Re: Maybe OT - Home Network issue
- From: Adrian C <email@xxxxxxxxxxxx>
- Date: Sun, 08 Jan 2012 11:07:39 +0000
On 07/01/2012 20:49, Jeff Liebermann wrote:
Ummm... Please explain to me how opening 3 ports to a specific device
(web camera) can open the entire network to hackers. Unless there is
a security problem in the web camera (it does happen), I don't see how
this can be done.
Yup, security issues in firmware. It does depend on the hardware, and frequency that manufacturers apply firmware updates for security issues. A buffer overrun is a common exploit to crash hardware things, and inject software that could do some further exploration, find access passwords or inflict some damage. Laser Printers have been shown to be particulary vunerable to exposing sensitive commercial information, but that's really a risk for the office enviroment.
——————
**STATED TASK:** Please retype the home network post from "Re: Maybe OT" up to and including "the office enviroment.". This material comes from a separate source.

**Entries pointing to named objects:**
——————
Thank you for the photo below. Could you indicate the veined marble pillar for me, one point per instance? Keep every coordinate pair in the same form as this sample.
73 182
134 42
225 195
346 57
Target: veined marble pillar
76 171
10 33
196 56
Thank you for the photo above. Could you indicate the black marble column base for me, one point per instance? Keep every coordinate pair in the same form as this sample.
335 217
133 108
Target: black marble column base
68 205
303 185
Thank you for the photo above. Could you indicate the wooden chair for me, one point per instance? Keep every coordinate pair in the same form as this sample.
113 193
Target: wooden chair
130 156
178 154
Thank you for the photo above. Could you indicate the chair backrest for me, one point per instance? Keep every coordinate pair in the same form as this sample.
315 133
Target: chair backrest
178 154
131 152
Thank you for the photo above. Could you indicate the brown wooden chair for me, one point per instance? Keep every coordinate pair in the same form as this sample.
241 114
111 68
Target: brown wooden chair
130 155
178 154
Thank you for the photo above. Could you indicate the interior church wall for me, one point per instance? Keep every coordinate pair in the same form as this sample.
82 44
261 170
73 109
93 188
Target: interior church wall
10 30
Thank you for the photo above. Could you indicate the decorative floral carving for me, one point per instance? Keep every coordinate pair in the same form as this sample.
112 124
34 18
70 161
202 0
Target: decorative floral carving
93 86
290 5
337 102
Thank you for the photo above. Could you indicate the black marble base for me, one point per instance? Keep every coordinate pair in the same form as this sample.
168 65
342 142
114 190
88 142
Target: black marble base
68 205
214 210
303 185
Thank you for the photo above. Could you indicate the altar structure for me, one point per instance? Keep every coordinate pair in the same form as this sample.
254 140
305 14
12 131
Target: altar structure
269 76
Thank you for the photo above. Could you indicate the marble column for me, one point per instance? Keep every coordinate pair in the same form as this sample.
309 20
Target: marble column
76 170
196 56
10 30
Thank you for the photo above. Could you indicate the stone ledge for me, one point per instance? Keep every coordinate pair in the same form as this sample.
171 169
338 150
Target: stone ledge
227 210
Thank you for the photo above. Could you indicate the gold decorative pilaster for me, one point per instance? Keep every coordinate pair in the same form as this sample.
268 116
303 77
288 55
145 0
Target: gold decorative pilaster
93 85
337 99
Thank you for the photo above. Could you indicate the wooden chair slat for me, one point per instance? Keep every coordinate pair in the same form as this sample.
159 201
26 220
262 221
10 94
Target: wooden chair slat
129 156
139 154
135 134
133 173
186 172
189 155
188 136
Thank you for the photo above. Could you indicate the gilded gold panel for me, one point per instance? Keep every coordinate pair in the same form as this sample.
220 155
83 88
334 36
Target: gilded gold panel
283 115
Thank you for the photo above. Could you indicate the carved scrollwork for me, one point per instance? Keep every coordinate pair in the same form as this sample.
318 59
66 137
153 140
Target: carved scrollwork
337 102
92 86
——————
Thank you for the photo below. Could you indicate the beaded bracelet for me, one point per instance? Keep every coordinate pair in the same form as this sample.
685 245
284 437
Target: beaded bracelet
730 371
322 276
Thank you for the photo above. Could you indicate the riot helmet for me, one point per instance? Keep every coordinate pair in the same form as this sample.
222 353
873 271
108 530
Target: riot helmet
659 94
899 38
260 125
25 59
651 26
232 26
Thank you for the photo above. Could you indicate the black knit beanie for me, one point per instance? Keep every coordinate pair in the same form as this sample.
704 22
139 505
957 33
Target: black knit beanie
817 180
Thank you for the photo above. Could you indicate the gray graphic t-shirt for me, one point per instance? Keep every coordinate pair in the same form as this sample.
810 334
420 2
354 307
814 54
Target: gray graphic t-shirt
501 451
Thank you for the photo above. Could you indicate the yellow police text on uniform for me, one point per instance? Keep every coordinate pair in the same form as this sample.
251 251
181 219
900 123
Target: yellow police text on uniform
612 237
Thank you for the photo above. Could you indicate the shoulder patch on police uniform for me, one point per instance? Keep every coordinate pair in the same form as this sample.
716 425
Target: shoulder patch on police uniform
——————
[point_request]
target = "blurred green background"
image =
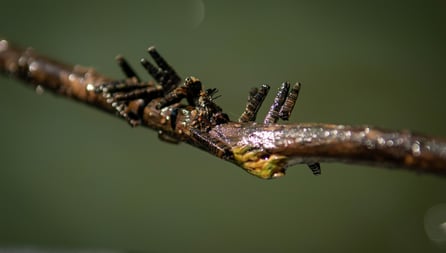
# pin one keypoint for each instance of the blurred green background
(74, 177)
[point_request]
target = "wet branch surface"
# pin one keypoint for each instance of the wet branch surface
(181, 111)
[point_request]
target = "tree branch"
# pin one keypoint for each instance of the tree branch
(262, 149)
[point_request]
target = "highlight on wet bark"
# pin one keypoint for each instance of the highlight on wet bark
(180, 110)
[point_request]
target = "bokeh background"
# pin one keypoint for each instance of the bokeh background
——————
**EXERCISE ANSWER:**
Re: Maybe OT - Home Network issue
- From: Adrian C <email@xxxxxxxxxxxx>
- Date: Sun, 08 Jan 2012 11:07:39 +0000
On 07/01/2012 20:49, Jeff Liebermann wrote:
Ummm... Please explain to me how opening 3 ports to a specific device
(web camera) can open the entire network to hackers. Unless there is
a security problem in the web camera (it does happen), I don't see how
this can be done.
Yup, security issues in firmware. It does depend on the hardware, and frequency that manufacturers apply firmware updates for security issues. A buffer overrun is a common exploit to crash hardware things, and inject software that could do some further exploration, find access passwords or inflict some damage. Laser Printers have been shown to be particulary vunerable to exposing sensitive commercial information, but that's really a risk for the office enviroment.